**Dataset excerpts:**

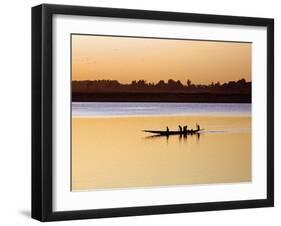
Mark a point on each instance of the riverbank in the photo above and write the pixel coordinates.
(162, 97)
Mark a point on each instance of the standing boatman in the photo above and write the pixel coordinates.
(180, 129)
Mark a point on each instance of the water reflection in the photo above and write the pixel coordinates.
(181, 136)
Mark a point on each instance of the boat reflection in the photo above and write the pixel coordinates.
(181, 136)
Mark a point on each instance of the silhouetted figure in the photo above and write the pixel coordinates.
(180, 128)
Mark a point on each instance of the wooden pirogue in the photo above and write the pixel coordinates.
(168, 133)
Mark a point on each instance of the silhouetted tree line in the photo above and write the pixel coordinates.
(171, 86)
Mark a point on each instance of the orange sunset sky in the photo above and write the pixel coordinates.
(126, 59)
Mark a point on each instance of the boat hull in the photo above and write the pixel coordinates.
(168, 133)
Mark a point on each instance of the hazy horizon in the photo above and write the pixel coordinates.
(129, 58)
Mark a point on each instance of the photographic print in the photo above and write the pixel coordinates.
(139, 112)
(156, 112)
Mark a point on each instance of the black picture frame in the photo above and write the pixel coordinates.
(42, 197)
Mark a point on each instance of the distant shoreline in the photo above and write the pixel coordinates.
(162, 97)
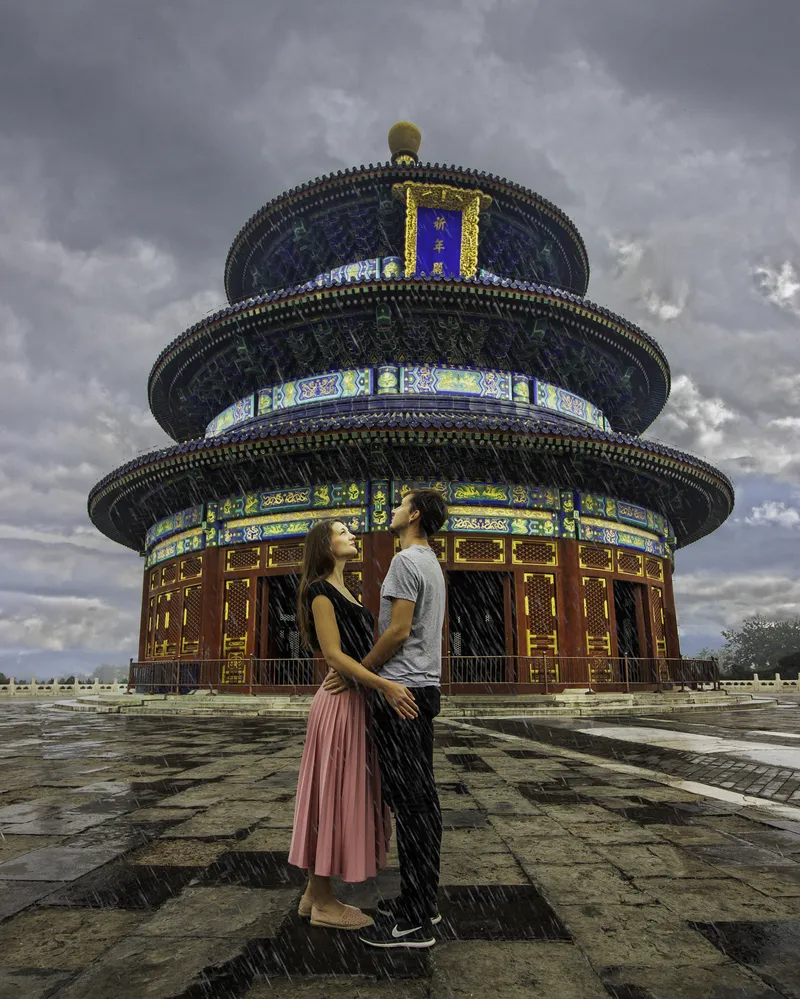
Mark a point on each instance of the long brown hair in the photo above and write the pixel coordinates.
(318, 562)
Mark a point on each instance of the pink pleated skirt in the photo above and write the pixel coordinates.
(341, 825)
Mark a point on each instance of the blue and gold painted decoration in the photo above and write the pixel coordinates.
(409, 379)
(441, 228)
(240, 412)
(302, 498)
(283, 525)
(567, 403)
(180, 544)
(391, 268)
(520, 389)
(171, 525)
(374, 269)
(380, 506)
(496, 520)
(388, 379)
(568, 527)
(482, 493)
(418, 379)
(604, 532)
(478, 507)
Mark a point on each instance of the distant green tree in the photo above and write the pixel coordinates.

**Stated problem:** Can you rewrite all the rows above as a JSON list of strings, one string per line, skipping blank lines and leaving the pictures out?

**Result of the exercise:**
[
  "Mark a point on each instance of the riverbank in the photo above and write the pixel coordinates.",
  "(162, 97)",
  "Mark a point on each instance of the standing boatman in the photo above and write the pixel coordinates.",
  "(180, 129)",
  "Mark a point on each instance of the water reflection in the photo above and write the pixel coordinates.",
  "(181, 136)",
  "Mark a point on each instance of the boat reflection in the photo above and write the pixel coordinates.",
  "(181, 136)",
  "Mark a point on each instance of the silhouetted figure in the photo above and write the pixel coordinates.",
  "(180, 128)",
  "Mark a point on each instance of the wooden pirogue in the photo above and write the pixel coordinates.",
  "(168, 133)",
  "Mark a point on each instance of the silhouetted tree line in the photo above and write the pixel coordinates.",
  "(171, 86)",
  "Mark a point on each instance of the orange sunset sky in the photo above and write the pixel coordinates.",
  "(126, 59)",
  "Mark a point on each instance of the boat hull in the photo above and write the pixel coordinates.",
  "(168, 133)",
  "Mark a point on each instance of the hazy horizon in the photo above and write the pixel coordinates.",
  "(129, 58)",
  "Mark a point on each instance of the photographic print in the photo above and write the pixel coordinates.",
  "(139, 112)",
  "(156, 112)",
  "Mark a point on each instance of the black picture frame in the photo above and write the pixel coordinates.",
  "(42, 197)",
  "Mark a point on each instance of the distant shoreline in the photo above and write the pixel coordinates.",
  "(162, 97)",
  "Mark a point on each instance of the long brown hair in the photo above and write the pixel coordinates.",
  "(318, 562)",
  "Mark a point on each instance of the pink pleated skirt in the photo above and write the pixel coordinates.",
  "(341, 825)",
  "Mark a point on each instance of the blue and gold painted decoration in the photo above and write the pixel coordinates.",
  "(409, 379)",
  "(441, 228)",
  "(240, 412)",
  "(302, 498)",
  "(283, 525)",
  "(567, 403)",
  "(180, 544)",
  "(391, 268)",
  "(520, 389)",
  "(171, 525)",
  "(374, 269)",
  "(380, 506)",
  "(496, 520)",
  "(388, 379)",
  "(568, 527)",
  "(482, 493)",
  "(418, 379)",
  "(604, 532)",
  "(478, 507)",
  "Mark a point on each instance of the distant green tree in the photo above and write the pixel coordinates."
]